* _抜粋_:
#####

このため、広く国民からロボットに対してどのようなニーズがあるかについてアンケート形式での調査を行い、社会に求められるロボットについて広く一般に示す。
(2)ロボット開発支援
①実用化支援
(1)により発掘されたロボット応用アイデア募集事業で集まったアイデアのうち周辺の技術開発により実現可能性のあるもので、特に政策的に推進する必要があるもの(経済波及効果が大きい、公共的応用の性格の強いもの等)に関して、実際の応用を念頭に置いた研究開発を行う。ロボットの応用可能性の広さとその実現によるメリットを社会全体に示すことにより、新たなロボットの応用分野が開拓され、更に市場への波及効果で実応用に取り組もうとする主体の活動を円滑化する。

#####

* _作業指示_:
**A.** ロボット開発支援に関する抜粋のうち、「このため、広く国民からロボッ」から「する主体の活動を円滑化する。」までをすべて一字一句違えずに書き写してください。
**B.** ロボット開発支援に関する抜粋の最後の文に続けて、本文を書き進めてください。

* _情報_:
#####

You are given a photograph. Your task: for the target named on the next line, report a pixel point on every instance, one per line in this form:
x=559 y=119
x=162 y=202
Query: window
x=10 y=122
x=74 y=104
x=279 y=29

#####

* _期待される回答_:
**A.**
このため、広く国民からロボットに対してどのようなニーズがあるかについてアンケート形式での調査を行い、社会に求められるロボットについて広く一般に示す。
(2)ロボット開発支援
①実用化支援
(1)により発掘されたロボット応用アイデア募集事業で集まったアイデアのうち周辺の技術開発により実現可能性のあるもので、特に政策的に推進する必要があるもの(経済波及効果が大きい、公共的応用の性格の強いもの等)に関して、実際の応用を念頭に置いた研究開発を行う。ロボットの応用可能性の広さとその実現によるメリットを社会全体に示すことにより、新たなロボットの応用分野が開拓され、更に市場への波及効果で実応用に取り組もうとする主体の活動を円滑化する。

**B.**
<具体的適用分野>
 ロボットの応用分野は、大別するとA.人間の代わりに(a)危険な作業を行う(災害現場での救助等)、(b)効率的にあるいはミスなく作業を行う(製造工程の自動化等)、(c)人間が好まない作業を行う(廃棄物の分別等)、B.人間ができないことを行う(狭隘部の作業等)、C.人間の動作・作業をサポートする(モビルスーツ等)、D.AからCに整理されないまったく新たなロボットの応用分野(癒し効果や愉しみ等)に整理できる。こうした分類ごとに、先導的かつ技術的にも波及効果の高い具体的な応用事例を設定し、集中的な資源配分と産学官の開発サイド及びユーザの知恵の結集の下で、新たな応用分野の開拓を推進する。
 具体的な応用分野の事例としては、
A(a)災害救助ロボット
A(b)事故の起きない「自働車」
A(c)全自動アイロン掛け機
B健常者同様に移動できる「車椅子」
C人体装着型モビルスーツ
D幼児をあやすロボット
等があげられる。
②要素技術開発支援
より高度なロボットの実現のボトルネック的な障害になっている要素技術について、開発の支援を行う。
具体的には、(1)センサー関係技術、(2)知識情報処理、(3)動作制御技術、(4)動作機構、(5)実用化技術、に係る技術開発を提案公募型により推進する。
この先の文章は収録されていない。